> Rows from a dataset
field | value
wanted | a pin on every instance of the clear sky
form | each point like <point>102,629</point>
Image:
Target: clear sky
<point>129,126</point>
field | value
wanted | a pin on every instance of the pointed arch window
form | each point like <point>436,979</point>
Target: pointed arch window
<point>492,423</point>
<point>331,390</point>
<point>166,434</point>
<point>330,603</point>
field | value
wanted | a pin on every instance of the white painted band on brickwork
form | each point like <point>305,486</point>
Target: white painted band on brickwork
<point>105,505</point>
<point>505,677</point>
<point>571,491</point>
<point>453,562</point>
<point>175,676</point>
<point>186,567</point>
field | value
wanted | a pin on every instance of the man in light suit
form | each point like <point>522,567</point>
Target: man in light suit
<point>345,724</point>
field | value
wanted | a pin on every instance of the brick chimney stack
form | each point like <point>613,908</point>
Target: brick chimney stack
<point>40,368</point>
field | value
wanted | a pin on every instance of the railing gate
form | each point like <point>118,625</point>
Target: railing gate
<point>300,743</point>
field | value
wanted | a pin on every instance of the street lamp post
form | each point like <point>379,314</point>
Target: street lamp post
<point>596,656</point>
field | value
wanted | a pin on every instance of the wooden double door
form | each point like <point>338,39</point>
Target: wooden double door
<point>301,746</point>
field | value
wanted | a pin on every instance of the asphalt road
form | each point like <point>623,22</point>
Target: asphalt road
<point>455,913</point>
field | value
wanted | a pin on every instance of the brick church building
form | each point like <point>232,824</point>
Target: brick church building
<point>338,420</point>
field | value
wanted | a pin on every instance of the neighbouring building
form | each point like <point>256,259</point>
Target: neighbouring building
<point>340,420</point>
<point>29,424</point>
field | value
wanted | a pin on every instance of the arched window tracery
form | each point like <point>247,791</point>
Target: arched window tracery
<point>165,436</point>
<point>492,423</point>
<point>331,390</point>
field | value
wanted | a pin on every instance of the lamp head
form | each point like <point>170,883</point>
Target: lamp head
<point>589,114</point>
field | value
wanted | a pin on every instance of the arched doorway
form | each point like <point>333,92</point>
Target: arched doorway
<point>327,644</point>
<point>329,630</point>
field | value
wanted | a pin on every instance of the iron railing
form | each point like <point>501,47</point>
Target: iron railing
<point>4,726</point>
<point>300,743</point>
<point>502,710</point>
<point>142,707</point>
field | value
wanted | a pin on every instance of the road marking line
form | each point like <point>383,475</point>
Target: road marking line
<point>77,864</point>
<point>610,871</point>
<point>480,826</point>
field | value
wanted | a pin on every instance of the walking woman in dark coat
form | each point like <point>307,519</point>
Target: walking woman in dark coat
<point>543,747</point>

> Your instructions
Can you return all of the records above line for line, with nothing altered?

> Reply
field | value
wanted | a pin on every instance of the clear sky
form | each point like <point>102,629</point>
Image:
Target: clear sky
<point>129,126</point>
field | value
wanted | a pin on every instance of the pointed arch window
form | each point like <point>436,979</point>
Target: pointed arch window
<point>492,423</point>
<point>331,390</point>
<point>166,434</point>
<point>330,603</point>
field | value
wanted | a pin on every instance of the white painted band on brickwork
form | each point like <point>305,486</point>
Target: white painted band on brickwork
<point>105,505</point>
<point>505,677</point>
<point>571,491</point>
<point>453,562</point>
<point>175,676</point>
<point>186,567</point>
field | value
wanted | a pin on every instance of the man in light suit
form | each point like <point>522,567</point>
Target: man in light suit
<point>345,724</point>
field | value
wanted | a pin on every instance of the brick chimney stack
form | each point like <point>613,908</point>
Target: brick chimney stack
<point>40,368</point>
field | value
wanted | a pin on every instance of the railing gate
form | each point like <point>118,625</point>
Target: railing gate
<point>300,743</point>
field | value
wanted | a pin on every instance of the street lamp post
form | each point like <point>379,314</point>
Target: street lamp post
<point>596,656</point>
field | value
wanted | a pin on every instance of the wooden double door
form | each point like <point>338,39</point>
Target: wooden double door
<point>301,746</point>
field | value
wanted | a pin on every instance of the asphalt road
form | each point like <point>623,22</point>
Target: asphalt road
<point>455,913</point>
field | value
wanted | a pin on every instance of the brick church building
form | each point like <point>232,824</point>
Target: brick church building
<point>338,420</point>
field | value
wanted | a pin on every instance of the neighbouring building
form | each point like <point>256,259</point>
Target: neighbouring building
<point>340,420</point>
<point>29,424</point>
field | value
wanted | a pin on every instance of the arched window tracery
form | each point like <point>247,791</point>
Target: arched window tracery
<point>165,436</point>
<point>492,423</point>
<point>331,390</point>
field | value
wanted | a pin on every instance of the lamp head
form | each point like <point>170,883</point>
Target: lamp head
<point>589,114</point>
field | value
wanted | a pin on every instance of the arched doorway
form | each point like <point>333,92</point>
Target: arched doorway
<point>327,644</point>
<point>329,630</point>
field | value
wanted | a pin on every instance of the iron railing
form | each point like <point>501,47</point>
Target: iron railing
<point>4,726</point>
<point>300,743</point>
<point>502,710</point>
<point>142,707</point>
field | value
wanted | a pin on every instance of the road marking line
form | each point like <point>383,475</point>
Target: road marking line
<point>77,864</point>
<point>610,871</point>
<point>480,826</point>
field | value
wanted | a pin on every instance of the walking woman in dark coat
form | each point like <point>307,519</point>
Target: walking woman in dark coat
<point>543,747</point>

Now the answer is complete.